● TASK DATA
——————

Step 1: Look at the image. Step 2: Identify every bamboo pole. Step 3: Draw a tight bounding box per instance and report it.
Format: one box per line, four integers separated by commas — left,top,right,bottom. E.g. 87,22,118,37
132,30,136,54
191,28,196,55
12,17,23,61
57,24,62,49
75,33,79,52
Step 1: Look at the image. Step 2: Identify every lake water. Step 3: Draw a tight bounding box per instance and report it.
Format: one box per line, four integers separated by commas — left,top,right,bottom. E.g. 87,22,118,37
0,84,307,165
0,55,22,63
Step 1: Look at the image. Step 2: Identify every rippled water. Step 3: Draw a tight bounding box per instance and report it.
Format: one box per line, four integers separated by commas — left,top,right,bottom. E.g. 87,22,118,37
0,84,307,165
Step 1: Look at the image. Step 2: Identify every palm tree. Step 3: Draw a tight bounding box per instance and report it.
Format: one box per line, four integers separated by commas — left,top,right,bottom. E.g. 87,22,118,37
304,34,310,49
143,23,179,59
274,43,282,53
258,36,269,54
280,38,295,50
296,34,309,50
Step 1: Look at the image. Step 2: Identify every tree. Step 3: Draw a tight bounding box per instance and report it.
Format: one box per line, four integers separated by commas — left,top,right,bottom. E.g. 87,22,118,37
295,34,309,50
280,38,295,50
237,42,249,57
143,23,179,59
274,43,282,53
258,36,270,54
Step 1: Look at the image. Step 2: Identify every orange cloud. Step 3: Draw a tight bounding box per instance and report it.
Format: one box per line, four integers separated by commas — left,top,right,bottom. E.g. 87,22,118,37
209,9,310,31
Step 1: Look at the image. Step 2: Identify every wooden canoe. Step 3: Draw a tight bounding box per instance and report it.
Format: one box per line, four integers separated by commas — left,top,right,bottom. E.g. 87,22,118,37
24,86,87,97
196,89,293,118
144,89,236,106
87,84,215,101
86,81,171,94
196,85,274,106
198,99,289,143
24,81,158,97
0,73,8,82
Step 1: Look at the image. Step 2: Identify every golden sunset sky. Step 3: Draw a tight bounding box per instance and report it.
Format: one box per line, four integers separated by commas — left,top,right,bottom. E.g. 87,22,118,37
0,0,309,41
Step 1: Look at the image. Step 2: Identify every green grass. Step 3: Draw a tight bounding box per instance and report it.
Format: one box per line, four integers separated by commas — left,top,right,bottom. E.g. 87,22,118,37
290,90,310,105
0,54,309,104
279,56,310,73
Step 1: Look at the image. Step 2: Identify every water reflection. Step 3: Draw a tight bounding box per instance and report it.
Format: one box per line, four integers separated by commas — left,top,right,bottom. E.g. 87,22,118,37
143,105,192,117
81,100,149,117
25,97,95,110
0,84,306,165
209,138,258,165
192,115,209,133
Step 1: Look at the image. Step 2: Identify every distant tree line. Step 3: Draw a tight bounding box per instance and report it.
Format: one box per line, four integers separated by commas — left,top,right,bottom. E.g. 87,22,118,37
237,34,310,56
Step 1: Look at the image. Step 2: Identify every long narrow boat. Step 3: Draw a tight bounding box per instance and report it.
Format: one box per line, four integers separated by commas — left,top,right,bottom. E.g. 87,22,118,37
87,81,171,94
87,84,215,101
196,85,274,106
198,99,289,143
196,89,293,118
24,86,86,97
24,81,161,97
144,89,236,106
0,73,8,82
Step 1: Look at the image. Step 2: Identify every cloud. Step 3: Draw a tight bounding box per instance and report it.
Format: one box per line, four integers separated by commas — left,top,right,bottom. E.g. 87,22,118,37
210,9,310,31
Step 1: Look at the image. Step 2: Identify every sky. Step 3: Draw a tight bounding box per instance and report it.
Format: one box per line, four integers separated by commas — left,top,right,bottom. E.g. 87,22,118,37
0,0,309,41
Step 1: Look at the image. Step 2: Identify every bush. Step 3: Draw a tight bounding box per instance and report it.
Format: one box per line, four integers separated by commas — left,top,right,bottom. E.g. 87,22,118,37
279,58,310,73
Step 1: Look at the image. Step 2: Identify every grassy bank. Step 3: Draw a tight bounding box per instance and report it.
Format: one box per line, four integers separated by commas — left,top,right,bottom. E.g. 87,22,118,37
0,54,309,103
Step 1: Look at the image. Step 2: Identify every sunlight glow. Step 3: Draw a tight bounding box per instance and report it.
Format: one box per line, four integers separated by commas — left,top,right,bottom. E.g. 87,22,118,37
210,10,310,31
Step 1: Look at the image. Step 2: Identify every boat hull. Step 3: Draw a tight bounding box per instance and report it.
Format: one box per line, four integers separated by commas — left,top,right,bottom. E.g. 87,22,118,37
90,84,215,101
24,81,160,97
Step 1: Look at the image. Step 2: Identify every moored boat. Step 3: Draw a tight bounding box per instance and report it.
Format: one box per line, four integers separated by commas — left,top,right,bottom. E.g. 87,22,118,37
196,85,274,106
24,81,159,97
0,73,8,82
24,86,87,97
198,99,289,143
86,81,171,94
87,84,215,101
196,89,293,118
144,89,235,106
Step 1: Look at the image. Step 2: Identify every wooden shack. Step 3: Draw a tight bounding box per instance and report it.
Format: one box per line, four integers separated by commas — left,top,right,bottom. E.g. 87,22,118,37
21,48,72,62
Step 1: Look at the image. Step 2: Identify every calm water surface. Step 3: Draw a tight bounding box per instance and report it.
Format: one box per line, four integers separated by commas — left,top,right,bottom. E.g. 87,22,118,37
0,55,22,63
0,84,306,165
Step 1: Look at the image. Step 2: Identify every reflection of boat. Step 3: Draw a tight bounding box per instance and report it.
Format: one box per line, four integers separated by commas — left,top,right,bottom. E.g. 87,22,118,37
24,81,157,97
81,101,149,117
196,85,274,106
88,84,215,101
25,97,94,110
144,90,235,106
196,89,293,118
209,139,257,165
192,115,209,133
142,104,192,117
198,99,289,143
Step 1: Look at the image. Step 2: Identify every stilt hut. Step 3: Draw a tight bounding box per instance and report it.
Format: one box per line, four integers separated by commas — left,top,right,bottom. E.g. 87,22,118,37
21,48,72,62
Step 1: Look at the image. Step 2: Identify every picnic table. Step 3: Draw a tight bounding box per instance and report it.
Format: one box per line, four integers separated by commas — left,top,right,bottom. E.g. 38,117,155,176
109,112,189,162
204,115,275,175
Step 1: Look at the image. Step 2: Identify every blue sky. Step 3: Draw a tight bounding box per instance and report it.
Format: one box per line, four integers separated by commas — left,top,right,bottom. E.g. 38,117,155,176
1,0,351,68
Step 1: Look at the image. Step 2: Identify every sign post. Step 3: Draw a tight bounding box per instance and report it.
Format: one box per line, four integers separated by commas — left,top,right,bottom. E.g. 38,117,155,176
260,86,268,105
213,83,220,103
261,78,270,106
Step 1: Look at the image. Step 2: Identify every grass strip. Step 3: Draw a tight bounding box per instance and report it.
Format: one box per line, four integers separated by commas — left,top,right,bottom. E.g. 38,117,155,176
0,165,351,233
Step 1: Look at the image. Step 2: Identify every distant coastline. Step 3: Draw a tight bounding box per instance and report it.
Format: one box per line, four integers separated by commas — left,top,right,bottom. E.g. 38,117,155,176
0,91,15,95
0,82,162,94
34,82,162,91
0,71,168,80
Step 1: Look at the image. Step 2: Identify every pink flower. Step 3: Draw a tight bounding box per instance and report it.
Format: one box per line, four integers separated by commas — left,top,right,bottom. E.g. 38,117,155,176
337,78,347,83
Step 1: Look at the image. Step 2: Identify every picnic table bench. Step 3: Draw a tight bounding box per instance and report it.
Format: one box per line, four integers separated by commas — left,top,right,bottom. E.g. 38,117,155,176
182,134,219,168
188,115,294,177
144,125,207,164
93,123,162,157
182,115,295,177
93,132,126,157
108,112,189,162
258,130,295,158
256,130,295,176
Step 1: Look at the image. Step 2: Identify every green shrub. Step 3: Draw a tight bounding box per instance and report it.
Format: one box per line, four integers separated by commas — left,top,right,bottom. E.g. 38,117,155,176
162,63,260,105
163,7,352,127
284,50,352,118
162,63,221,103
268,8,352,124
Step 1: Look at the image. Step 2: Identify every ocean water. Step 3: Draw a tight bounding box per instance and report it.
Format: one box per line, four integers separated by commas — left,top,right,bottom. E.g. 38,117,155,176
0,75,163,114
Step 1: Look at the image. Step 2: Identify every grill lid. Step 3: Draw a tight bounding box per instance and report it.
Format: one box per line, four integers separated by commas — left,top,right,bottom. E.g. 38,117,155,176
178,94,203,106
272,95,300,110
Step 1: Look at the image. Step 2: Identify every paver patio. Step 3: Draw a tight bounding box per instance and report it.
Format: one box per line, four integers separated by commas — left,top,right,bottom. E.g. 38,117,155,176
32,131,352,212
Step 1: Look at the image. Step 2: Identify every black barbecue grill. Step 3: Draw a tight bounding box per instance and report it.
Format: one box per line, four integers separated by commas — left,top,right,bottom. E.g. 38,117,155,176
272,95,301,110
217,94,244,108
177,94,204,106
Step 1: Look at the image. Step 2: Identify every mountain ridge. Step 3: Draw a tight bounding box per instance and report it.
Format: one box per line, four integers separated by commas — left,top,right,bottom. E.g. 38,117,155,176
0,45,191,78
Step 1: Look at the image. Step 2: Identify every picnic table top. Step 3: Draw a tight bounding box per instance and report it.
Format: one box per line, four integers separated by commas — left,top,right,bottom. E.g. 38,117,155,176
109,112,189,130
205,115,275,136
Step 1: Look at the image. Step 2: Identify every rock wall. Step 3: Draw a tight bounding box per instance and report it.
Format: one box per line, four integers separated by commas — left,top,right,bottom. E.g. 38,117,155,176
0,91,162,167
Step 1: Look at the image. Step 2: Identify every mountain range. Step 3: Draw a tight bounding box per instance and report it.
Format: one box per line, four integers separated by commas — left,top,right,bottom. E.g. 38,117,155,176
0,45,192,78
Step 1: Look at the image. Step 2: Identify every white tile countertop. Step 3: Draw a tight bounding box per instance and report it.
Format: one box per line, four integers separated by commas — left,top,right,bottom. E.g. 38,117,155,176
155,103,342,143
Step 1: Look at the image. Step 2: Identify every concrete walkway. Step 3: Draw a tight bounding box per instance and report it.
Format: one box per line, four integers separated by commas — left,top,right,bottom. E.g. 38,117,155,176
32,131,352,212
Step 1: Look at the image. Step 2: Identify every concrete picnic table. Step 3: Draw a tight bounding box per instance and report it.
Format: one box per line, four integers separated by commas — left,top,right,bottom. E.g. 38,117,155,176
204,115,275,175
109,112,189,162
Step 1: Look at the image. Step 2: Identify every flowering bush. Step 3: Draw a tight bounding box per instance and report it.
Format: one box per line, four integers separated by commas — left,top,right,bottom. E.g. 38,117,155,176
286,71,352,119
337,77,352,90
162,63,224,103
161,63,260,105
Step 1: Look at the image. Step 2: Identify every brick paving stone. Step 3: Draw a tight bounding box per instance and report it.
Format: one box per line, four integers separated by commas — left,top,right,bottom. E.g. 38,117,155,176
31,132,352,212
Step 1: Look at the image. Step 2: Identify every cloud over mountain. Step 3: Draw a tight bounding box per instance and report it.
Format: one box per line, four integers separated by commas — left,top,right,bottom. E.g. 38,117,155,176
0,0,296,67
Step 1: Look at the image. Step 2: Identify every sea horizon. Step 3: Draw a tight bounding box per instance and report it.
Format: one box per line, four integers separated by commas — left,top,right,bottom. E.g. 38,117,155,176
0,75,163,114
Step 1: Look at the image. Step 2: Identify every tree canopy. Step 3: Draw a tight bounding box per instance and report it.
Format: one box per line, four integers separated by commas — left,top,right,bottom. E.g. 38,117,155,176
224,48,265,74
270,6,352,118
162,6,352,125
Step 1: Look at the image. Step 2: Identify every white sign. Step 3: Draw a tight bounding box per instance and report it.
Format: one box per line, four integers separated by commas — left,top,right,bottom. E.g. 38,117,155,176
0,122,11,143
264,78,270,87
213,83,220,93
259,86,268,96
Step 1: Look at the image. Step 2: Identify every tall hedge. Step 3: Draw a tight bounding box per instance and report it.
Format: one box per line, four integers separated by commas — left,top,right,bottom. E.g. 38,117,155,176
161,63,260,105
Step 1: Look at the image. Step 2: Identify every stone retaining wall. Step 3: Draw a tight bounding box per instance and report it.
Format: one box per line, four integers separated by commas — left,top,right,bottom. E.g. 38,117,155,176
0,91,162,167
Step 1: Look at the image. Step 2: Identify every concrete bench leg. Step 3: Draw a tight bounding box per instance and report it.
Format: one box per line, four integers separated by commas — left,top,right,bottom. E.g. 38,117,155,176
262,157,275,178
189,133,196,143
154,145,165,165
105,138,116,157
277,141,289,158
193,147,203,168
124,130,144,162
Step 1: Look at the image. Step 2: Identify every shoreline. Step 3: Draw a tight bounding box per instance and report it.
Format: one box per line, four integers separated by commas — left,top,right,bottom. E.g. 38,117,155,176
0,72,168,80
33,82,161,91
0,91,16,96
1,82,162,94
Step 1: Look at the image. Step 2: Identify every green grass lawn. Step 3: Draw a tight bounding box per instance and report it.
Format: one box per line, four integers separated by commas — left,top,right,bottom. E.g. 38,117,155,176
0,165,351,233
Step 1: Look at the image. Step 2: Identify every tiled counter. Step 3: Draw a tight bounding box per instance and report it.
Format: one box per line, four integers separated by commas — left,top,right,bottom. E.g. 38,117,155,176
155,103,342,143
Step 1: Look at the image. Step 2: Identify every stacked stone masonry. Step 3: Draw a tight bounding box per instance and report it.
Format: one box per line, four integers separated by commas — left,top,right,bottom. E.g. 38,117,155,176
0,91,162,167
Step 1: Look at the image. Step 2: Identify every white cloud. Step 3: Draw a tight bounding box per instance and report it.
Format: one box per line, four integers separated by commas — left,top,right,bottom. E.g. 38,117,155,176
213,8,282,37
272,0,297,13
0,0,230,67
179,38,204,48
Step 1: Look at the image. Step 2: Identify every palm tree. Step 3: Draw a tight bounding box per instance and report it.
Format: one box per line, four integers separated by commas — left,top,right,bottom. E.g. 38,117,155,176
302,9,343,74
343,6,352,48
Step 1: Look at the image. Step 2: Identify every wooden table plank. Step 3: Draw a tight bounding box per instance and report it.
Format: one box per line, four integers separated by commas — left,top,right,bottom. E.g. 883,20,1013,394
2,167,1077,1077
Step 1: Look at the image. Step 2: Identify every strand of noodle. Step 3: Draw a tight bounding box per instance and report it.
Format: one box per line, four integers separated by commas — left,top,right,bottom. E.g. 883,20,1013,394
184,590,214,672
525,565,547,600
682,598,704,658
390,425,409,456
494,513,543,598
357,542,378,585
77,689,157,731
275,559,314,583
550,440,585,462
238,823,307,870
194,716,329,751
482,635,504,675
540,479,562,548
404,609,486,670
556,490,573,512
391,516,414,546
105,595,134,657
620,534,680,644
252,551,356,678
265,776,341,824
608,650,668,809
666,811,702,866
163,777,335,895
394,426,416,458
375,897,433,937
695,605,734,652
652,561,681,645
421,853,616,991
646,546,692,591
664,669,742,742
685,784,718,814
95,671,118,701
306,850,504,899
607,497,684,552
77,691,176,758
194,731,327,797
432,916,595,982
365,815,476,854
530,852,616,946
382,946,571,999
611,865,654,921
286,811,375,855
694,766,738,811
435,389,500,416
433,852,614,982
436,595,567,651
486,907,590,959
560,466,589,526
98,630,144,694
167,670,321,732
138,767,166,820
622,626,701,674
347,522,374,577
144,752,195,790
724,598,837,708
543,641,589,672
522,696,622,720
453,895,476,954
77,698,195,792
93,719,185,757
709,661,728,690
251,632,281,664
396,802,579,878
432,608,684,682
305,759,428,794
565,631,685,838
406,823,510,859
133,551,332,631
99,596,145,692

——————

● WORK REQUIRED
The expected output is every line from the material above where "tree" can be found.

● RESPONSE BELOW
Step 1: Look at the image. Step 2: Identify every palm tree. Step 3: Draw a tight bounding box per instance and report it.
Step 1: Look at the image. Step 2: Identify every tree. Step 3: Draw a tight bounding box per instance and report it.
Step 1: Look at the image. Step 2: Identify every distant tree line. Step 3: Draw a tight bounding box per instance and report it.
Step 1: Look at the image. Step 2: Identify every tree canopy. Step 3: Draw a tight bounding box per instance and report it.
Step 1: Look at the image. Step 2: Identify every palm tree. Step 3: Draw a tight bounding box per instance and report it.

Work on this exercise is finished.